* **Object position labeling records**:

* Begin *

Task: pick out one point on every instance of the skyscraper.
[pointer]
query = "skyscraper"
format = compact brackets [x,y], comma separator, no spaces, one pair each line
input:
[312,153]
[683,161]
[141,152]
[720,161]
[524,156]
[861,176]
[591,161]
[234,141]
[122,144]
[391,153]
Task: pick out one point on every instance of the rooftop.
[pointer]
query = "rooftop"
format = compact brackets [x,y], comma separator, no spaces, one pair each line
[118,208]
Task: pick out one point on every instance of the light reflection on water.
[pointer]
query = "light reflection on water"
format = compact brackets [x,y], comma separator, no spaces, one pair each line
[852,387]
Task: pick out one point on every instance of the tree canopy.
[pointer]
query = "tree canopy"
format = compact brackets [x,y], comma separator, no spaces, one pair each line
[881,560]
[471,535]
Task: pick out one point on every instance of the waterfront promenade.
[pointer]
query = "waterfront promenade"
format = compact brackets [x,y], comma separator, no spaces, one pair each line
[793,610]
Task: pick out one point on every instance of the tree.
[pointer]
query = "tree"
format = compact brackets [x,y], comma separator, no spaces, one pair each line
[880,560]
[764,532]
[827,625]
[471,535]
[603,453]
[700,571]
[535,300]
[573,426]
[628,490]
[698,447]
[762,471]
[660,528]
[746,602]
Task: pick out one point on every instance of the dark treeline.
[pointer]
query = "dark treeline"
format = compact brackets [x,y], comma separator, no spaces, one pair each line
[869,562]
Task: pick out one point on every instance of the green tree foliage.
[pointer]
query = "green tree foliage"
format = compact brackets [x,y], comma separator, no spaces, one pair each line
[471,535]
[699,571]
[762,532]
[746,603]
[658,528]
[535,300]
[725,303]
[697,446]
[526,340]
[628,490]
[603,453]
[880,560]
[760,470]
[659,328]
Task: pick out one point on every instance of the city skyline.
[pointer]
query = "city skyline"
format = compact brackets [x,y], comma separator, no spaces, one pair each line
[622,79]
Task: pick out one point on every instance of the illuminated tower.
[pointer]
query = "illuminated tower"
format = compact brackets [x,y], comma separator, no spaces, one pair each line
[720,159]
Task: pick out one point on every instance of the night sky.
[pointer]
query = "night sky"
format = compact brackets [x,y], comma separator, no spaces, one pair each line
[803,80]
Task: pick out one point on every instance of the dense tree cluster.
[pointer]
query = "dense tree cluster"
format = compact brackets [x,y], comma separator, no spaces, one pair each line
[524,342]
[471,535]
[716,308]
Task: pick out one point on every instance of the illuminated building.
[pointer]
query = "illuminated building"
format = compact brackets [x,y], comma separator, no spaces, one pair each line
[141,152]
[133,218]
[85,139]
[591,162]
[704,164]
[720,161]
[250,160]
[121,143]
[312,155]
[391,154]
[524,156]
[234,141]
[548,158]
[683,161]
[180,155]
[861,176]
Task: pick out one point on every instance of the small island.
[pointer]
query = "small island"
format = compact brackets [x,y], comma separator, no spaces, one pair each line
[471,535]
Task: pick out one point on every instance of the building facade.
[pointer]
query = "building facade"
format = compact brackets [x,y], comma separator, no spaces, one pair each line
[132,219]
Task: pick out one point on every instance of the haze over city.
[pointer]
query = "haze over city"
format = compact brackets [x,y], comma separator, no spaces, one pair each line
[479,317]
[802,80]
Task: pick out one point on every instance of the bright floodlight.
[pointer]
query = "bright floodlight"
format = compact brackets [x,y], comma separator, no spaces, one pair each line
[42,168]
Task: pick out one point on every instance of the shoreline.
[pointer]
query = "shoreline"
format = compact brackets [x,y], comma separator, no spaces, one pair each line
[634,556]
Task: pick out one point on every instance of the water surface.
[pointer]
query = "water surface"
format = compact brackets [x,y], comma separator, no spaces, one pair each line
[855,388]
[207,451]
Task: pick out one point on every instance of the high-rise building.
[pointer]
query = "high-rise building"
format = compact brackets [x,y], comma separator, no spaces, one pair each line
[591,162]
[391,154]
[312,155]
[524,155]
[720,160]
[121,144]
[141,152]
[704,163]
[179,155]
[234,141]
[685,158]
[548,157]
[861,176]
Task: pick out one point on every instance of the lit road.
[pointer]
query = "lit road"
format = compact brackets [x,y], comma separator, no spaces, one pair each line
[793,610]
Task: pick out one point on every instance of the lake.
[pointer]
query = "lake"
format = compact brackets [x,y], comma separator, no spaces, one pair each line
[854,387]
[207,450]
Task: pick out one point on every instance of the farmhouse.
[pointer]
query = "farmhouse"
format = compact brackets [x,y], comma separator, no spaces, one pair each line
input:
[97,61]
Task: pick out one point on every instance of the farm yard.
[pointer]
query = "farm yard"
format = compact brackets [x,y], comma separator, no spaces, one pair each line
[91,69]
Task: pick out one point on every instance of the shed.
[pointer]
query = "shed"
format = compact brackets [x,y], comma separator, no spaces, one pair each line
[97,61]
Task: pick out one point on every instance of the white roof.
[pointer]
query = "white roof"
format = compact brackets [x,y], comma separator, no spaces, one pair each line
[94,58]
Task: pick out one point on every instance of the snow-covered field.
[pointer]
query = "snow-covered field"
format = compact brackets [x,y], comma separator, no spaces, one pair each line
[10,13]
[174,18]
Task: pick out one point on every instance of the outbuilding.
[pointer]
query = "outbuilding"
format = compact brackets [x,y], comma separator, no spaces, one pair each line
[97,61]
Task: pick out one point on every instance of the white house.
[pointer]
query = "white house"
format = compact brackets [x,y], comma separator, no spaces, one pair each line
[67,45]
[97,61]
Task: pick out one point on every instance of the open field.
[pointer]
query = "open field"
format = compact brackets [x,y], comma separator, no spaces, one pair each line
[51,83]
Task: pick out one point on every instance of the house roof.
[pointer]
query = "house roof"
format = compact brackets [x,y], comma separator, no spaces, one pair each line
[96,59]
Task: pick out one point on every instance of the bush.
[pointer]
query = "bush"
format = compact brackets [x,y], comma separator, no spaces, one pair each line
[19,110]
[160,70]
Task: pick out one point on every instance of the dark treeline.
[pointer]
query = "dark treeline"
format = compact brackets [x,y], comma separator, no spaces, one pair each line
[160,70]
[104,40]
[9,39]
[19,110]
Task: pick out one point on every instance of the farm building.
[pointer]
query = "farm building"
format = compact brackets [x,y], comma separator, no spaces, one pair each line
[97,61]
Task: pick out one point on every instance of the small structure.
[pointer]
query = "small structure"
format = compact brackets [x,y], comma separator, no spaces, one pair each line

* End *

Update every one of the records above so that "pick out" becomes "mark", keeping all other text the same.

* **FINAL RESULT**:
Task: mark one point on every instance of the skyscraper.
[pointer]
query = "skyscraper"
format = compact brackets [x,y], comma separator, no spaces, one pair each line
input:
[312,153]
[683,161]
[141,152]
[720,161]
[524,156]
[861,176]
[591,161]
[234,141]
[122,144]
[391,153]
Task: mark one point on every instance of the rooftop.
[pointer]
query = "rooftop"
format = compact brackets [x,y], comma separator, no spaces, one pair each line
[118,208]
Task: mark one point on every instance of the light reflection on water.
[pointer]
query = "light reflection on water"
format = compact brackets [x,y], comma separator, no spaces, one pair each line
[852,387]
Task: mark one point on every instance of the tree canopy.
[pointer]
query = "tree canopy"
format = compact brackets [x,y], comma separator, no spaces, one pair each line
[881,560]
[471,535]
Task: mark one point on every instance of the waterfront promenade.
[pointer]
query = "waterfront promenade"
format = compact brackets [x,y], comma separator, no spaces, one pair each line
[793,610]
Task: mark one point on every instance of the tree.
[pointer]
query = "tree"
format = compact brackets [x,y], comma separator, no spaces, one pair each line
[880,560]
[764,532]
[827,625]
[471,535]
[603,453]
[700,571]
[535,300]
[573,426]
[628,490]
[698,447]
[762,471]
[660,528]
[746,602]
Task: mark one point on every instance of the dark treeline.
[pointer]
query = "dark treeline"
format = compact brackets [x,y], comma separator, no spaces, one pair each line
[869,562]
Task: mark one point on every instance of the green tree foliage.
[pointer]
query = "green tree foliage"
format = compact brackets [x,y], comma separator, no spaces, one pair each line
[471,535]
[699,571]
[762,532]
[746,603]
[658,528]
[535,300]
[725,303]
[697,446]
[526,340]
[628,490]
[603,453]
[880,560]
[760,470]
[659,328]
Task: mark one point on every instance of the city skyline.
[pointer]
query = "city skyline"
format = compact brackets [x,y], comma separator, no spaces, one pair each line
[622,79]
Task: mark one point on every instance of the illuminated tower.
[pointer]
query = "illuminated tower"
format = compact brackets [x,y], comma separator, no spaces, one pair each line
[720,159]
Task: mark one point on every instance of the night sky.
[pointer]
query = "night sky"
format = compact brackets [x,y], comma separator, no spaces, one pair each line
[803,80]
Task: mark one point on every instance of the dense tree cluster.
[pointer]
query = "dense tree cluster"
format = compact brackets [x,y], comma separator, no spaces, one pair each line
[524,342]
[471,535]
[716,308]
Task: mark one point on every instance of the illuminated building.
[pointer]
query = "illuminated building"
format = compact brackets [x,y], comma separator, no spaces, one pair each line
[141,152]
[133,218]
[85,139]
[591,162]
[704,164]
[720,161]
[250,160]
[121,143]
[312,155]
[391,154]
[524,156]
[234,141]
[548,158]
[683,161]
[180,155]
[861,176]
Task: mark one point on every instance of the small island.
[pointer]
query = "small island"
format = compact brackets [x,y], comma separator, no spaces, one pair each line
[471,535]
Task: mark one point on every instance of the building facade.
[pointer]
query = "building facade"
format = compact brackets [x,y], comma separator, no spaces, one pair each line
[132,219]
Task: mark one point on every instance of the haze over city.
[pointer]
query = "haze over city"
format = compact brackets [x,y], comma separator, no spaces, one pair each line
[479,317]
[802,80]
Task: mark one point on every instance of the bright floodlight.
[pointer]
query = "bright floodlight"
format = compact brackets [x,y], comma separator, no spaces, one pair each line
[42,168]
Task: mark one point on every instance of the shoreline.
[pointer]
query = "shoreline"
format = compact brackets [x,y], comma separator, no spaces, one pair each line
[634,556]
Task: mark one point on every instance of the water surface.
[pointer]
query = "water surface"
format = compact brackets [x,y], comma separator, no spaces, one pair each line
[855,388]
[207,451]
Task: mark one point on every instance of the high-rise building.
[pointer]
query = "high-rise building"
format = compact brackets [x,y], comma separator, no spaces, one pair each line
[591,162]
[391,154]
[312,155]
[524,155]
[720,160]
[121,144]
[141,152]
[704,163]
[179,155]
[234,141]
[685,158]
[548,157]
[861,176]
Task: mark one point on every instance of the lit road.
[pointer]
query = "lit road"
format = compact brackets [x,y], comma separator, no spaces, one pair each line
[793,610]
Task: mark one point on every instance of the lake.
[pointer]
query = "lake"
format = compact brackets [x,y], comma separator, no spaces, one pair each line
[854,387]
[207,450]
Task: mark one point on every instance of the farmhouse.
[pointer]
query = "farmhouse"
format = compact brackets [x,y], comma separator, no spaces, one pair each line
input:
[97,61]
Task: mark one point on every instance of the farm yard.
[pointer]
query = "farm yard"
format = compact brackets [x,y], comma separator, no spaces, one pair each line
[91,69]
Task: mark one point on every instance of the shed.
[pointer]
query = "shed"
format = compact brackets [x,y], comma separator, no spaces, one pair each line
[97,61]
Task: mark one point on every instance of the white roof.
[pointer]
query = "white roof"
format = compact brackets [x,y], comma separator, no spaces, one pair each line
[94,58]
Task: mark one point on every instance of the snow-covered field.
[pointer]
query = "snow-covered field"
format = compact brackets [x,y], comma separator, no spaces, one pair each line
[10,13]
[174,18]
Task: mark one point on every instance of the outbuilding.
[pointer]
query = "outbuilding"
format = compact brackets [x,y], comma separator, no spaces, one pair each line
[97,61]
Task: mark one point on every instance of the white house.
[pointer]
query = "white house"
format = compact brackets [x,y], comma separator, no spaces, one pair each line
[67,45]
[97,61]
Task: mark one point on every instance of the open field.
[pointer]
query = "open field"
format = compact brackets [x,y], comma separator, no spaces, one pair each line
[51,83]
Task: mark one point on every instance of the house roof.
[pointer]
query = "house roof"
format = compact brackets [x,y], comma separator, no spaces, one pair each line
[96,59]
Task: mark one point on every instance of the bush.
[pointer]
query = "bush"
format = compact brackets [x,y], comma separator, no spaces, one pair each line
[19,110]
[160,70]
Task: mark one point on every instance of the dark treeline.
[pointer]
query = "dark treeline"
format = compact brackets [x,y], comma separator, no spaces, one pair each line
[160,70]
[104,40]
[9,39]
[19,110]
Task: mark one point on every instance of the farm building.
[pointer]
query = "farm building"
format = compact brackets [x,y], comma separator, no spaces, one pair each line
[97,61]
Task: mark one point on every instance of the small structure.
[pointer]
query = "small structure"
format = compact brackets [x,y], comma separator, no spaces, one pair each line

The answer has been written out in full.